** BEGIN Entries provided **

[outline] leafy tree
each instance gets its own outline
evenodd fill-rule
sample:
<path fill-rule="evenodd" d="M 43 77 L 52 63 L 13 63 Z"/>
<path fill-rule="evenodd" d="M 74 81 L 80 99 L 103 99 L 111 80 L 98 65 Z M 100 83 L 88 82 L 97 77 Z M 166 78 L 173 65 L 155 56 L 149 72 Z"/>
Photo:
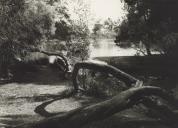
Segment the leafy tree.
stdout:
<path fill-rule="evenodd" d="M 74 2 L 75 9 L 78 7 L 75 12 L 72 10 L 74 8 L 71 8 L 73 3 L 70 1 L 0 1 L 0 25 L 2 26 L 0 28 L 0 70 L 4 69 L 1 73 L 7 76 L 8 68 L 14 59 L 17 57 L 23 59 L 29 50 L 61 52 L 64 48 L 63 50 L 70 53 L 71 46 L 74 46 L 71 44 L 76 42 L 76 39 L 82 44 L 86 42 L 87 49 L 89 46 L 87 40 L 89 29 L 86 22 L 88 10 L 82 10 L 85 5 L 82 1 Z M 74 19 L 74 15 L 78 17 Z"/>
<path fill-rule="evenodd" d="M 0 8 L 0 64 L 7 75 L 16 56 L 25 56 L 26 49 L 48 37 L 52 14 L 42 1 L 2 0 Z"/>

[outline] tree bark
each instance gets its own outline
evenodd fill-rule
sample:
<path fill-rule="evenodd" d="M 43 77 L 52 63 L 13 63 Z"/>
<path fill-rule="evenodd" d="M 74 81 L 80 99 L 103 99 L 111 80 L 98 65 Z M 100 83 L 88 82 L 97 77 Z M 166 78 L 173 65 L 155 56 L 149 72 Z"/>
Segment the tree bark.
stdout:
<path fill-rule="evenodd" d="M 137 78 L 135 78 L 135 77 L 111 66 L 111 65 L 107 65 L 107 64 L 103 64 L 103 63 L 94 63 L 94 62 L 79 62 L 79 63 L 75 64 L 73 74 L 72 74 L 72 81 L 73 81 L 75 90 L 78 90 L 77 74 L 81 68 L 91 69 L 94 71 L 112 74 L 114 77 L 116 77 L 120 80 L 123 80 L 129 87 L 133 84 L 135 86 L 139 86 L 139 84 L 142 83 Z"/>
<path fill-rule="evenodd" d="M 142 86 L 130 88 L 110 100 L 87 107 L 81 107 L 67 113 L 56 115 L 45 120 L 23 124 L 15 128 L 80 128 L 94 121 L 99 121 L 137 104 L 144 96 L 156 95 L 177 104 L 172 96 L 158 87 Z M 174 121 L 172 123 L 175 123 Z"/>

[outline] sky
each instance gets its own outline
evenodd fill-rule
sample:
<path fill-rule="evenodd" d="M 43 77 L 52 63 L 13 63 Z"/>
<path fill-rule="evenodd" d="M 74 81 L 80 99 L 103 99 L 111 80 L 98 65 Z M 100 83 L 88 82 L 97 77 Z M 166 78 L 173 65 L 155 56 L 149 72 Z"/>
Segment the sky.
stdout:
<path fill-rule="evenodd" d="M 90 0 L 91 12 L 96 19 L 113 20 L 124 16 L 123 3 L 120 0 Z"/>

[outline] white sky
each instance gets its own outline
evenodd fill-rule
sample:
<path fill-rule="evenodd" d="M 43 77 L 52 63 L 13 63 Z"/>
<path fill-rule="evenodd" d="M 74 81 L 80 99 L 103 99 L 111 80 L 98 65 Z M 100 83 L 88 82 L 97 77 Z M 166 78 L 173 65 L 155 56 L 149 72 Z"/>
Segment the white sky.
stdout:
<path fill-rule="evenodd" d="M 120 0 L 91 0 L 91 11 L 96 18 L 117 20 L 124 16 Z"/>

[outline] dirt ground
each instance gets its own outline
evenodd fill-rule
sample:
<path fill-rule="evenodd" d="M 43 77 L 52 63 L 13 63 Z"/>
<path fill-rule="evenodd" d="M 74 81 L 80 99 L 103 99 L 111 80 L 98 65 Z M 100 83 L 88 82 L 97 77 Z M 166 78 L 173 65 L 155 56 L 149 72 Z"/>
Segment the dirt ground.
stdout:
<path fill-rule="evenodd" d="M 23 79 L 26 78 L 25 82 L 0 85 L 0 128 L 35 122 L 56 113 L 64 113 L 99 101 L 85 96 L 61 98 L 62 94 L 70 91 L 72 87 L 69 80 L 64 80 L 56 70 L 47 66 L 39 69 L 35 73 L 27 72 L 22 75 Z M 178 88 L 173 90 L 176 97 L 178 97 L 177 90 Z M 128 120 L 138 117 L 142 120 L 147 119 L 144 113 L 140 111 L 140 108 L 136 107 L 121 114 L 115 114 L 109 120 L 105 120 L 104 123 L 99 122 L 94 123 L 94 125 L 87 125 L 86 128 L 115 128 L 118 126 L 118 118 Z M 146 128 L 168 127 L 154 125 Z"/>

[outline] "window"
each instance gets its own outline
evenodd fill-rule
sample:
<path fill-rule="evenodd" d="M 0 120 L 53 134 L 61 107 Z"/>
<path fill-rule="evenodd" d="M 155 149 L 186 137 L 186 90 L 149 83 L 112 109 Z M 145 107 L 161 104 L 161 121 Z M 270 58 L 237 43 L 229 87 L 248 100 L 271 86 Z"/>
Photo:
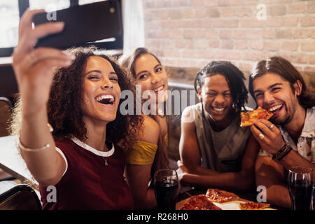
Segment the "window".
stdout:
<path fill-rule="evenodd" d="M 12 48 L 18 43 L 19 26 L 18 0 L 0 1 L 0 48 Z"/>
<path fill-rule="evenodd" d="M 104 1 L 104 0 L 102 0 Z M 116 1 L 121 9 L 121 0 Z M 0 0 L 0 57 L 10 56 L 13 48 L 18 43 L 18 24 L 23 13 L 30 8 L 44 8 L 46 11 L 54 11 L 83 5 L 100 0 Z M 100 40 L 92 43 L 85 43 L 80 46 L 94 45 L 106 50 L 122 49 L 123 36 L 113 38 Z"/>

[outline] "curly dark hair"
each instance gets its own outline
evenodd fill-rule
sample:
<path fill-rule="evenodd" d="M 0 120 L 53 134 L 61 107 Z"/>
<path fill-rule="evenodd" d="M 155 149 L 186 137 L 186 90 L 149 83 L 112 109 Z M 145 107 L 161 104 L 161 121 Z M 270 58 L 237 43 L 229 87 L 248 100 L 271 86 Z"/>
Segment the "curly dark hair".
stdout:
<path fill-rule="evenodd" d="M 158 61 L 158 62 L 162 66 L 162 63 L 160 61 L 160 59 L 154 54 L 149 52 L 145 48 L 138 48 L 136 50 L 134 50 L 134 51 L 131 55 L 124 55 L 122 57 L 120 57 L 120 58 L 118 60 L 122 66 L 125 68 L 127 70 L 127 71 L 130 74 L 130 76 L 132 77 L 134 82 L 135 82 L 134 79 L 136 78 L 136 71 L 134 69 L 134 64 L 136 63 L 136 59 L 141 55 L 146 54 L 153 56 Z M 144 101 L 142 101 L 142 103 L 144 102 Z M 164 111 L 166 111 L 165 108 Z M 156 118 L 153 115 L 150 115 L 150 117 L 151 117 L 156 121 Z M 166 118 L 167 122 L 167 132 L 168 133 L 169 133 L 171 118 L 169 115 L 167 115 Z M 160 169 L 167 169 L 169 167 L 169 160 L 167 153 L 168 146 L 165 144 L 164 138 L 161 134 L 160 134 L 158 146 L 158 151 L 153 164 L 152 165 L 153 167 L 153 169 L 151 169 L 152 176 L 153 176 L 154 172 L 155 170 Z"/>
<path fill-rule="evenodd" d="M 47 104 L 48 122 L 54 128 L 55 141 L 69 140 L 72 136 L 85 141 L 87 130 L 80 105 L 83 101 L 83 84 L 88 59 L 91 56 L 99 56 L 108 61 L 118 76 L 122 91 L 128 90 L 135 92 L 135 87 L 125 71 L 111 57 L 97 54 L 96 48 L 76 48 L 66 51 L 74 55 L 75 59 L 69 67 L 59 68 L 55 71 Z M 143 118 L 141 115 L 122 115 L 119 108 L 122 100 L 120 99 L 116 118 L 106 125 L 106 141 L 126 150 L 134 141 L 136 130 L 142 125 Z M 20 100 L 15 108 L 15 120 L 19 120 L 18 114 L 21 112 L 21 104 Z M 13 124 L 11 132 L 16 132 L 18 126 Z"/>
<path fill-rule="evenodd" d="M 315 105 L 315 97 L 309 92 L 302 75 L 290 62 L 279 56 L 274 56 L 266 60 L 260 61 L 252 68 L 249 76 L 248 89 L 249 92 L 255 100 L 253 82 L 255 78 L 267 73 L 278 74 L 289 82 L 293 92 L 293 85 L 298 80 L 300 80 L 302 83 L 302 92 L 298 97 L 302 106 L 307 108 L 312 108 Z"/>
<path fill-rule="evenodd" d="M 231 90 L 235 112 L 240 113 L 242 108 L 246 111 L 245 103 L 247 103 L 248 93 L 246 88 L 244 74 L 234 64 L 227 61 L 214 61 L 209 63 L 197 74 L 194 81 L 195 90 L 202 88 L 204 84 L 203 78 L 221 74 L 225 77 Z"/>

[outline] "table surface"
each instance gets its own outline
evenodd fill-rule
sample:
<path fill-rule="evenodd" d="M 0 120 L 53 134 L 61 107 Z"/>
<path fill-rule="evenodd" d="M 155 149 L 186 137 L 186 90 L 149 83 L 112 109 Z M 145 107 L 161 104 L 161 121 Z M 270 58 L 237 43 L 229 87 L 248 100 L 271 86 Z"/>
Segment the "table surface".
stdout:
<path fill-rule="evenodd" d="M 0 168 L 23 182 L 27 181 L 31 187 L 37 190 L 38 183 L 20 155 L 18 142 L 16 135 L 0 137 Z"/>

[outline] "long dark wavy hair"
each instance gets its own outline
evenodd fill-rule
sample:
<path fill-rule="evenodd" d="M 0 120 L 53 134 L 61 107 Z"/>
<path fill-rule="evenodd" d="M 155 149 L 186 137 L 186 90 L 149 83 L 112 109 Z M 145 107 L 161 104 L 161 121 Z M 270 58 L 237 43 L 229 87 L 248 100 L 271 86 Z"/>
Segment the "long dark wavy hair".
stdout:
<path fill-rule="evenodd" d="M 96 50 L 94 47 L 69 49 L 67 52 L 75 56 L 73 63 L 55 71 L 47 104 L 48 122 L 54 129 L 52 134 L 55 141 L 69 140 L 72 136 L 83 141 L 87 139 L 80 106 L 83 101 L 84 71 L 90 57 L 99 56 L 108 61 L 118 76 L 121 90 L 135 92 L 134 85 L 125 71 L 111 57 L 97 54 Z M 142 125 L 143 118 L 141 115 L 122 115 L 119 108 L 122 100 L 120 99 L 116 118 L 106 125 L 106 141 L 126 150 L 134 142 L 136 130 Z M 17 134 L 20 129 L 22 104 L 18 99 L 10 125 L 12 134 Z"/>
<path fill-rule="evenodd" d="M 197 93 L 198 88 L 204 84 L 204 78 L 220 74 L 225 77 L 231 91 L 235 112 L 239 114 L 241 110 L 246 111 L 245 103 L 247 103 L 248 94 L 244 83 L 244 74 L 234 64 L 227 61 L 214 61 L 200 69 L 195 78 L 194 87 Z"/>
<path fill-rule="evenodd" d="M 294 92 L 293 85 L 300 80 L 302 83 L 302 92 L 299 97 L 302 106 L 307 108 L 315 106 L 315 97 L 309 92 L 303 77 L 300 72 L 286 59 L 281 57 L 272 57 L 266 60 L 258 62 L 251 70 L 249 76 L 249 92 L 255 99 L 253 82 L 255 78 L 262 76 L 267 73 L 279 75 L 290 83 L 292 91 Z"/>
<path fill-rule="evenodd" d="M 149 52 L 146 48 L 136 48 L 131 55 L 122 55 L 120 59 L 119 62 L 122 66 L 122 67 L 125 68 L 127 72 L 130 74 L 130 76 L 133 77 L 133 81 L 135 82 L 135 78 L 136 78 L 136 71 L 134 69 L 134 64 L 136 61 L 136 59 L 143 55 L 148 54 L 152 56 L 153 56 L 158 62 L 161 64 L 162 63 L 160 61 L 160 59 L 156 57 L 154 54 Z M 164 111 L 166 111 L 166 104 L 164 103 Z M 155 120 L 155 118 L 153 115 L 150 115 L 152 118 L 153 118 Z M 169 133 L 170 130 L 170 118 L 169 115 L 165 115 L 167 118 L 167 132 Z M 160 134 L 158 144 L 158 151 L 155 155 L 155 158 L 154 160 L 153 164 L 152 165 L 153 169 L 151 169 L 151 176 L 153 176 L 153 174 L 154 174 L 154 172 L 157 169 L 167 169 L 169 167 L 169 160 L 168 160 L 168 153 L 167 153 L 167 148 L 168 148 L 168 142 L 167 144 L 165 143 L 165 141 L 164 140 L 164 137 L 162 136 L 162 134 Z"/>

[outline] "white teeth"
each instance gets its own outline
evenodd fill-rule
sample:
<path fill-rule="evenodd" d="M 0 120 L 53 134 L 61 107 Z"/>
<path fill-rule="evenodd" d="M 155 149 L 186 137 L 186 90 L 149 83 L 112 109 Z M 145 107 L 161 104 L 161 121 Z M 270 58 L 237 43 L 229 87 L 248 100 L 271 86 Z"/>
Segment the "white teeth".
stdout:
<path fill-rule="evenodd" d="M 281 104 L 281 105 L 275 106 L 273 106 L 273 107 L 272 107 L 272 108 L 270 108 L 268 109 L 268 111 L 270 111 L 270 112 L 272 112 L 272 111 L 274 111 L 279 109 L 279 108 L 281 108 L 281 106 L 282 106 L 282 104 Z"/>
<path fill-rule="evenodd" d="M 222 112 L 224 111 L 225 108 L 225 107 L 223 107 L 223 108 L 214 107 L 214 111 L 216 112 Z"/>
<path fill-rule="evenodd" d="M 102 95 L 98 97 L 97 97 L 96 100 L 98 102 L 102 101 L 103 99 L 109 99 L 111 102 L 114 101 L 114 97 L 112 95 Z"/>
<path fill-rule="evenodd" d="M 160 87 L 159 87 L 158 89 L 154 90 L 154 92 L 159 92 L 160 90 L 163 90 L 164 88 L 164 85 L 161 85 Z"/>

** END Entries provided **

◆ **Written instruction**:
Rescale the stretch of material from the line containing "[outline] dirt ground" through the line containing "128 L 35 122", both ends included, and output every line of it again. Multiply each polygon coordinate in the answers by 0.85 and round it to a whole number, with halves rounding up; copy the requests and sample outlines unchanged.

◆ **Result for this exercise**:
[outline] dirt ground
each instance gets its own outline
evenodd fill-rule
sample:
<path fill-rule="evenodd" d="M 43 77 L 52 63 L 13 63 Z"/>
<path fill-rule="evenodd" d="M 74 81 L 80 99 L 103 99 L 111 80 L 98 65 Z M 100 83 L 88 82 L 97 77 Z M 166 78 L 173 65 L 155 56 L 149 72 Z"/>
Segment the dirt ground.
stdout:
<path fill-rule="evenodd" d="M 20 67 L 22 66 L 21 70 L 0 72 L 0 109 L 30 104 L 48 96 L 54 96 L 84 86 L 72 82 L 52 83 L 53 80 L 60 77 L 61 74 L 59 68 L 54 68 L 48 60 L 40 56 L 33 59 L 30 62 L 23 61 L 19 64 Z M 151 75 L 147 77 L 150 82 L 151 82 L 150 77 Z M 109 102 L 117 99 L 121 102 L 125 101 L 122 96 L 119 94 L 119 92 L 116 91 L 103 97 L 98 97 L 93 102 L 89 102 L 88 105 L 84 104 L 80 105 L 80 106 L 74 106 L 73 109 L 98 109 L 100 107 L 100 100 Z M 124 109 L 143 108 L 131 106 Z"/>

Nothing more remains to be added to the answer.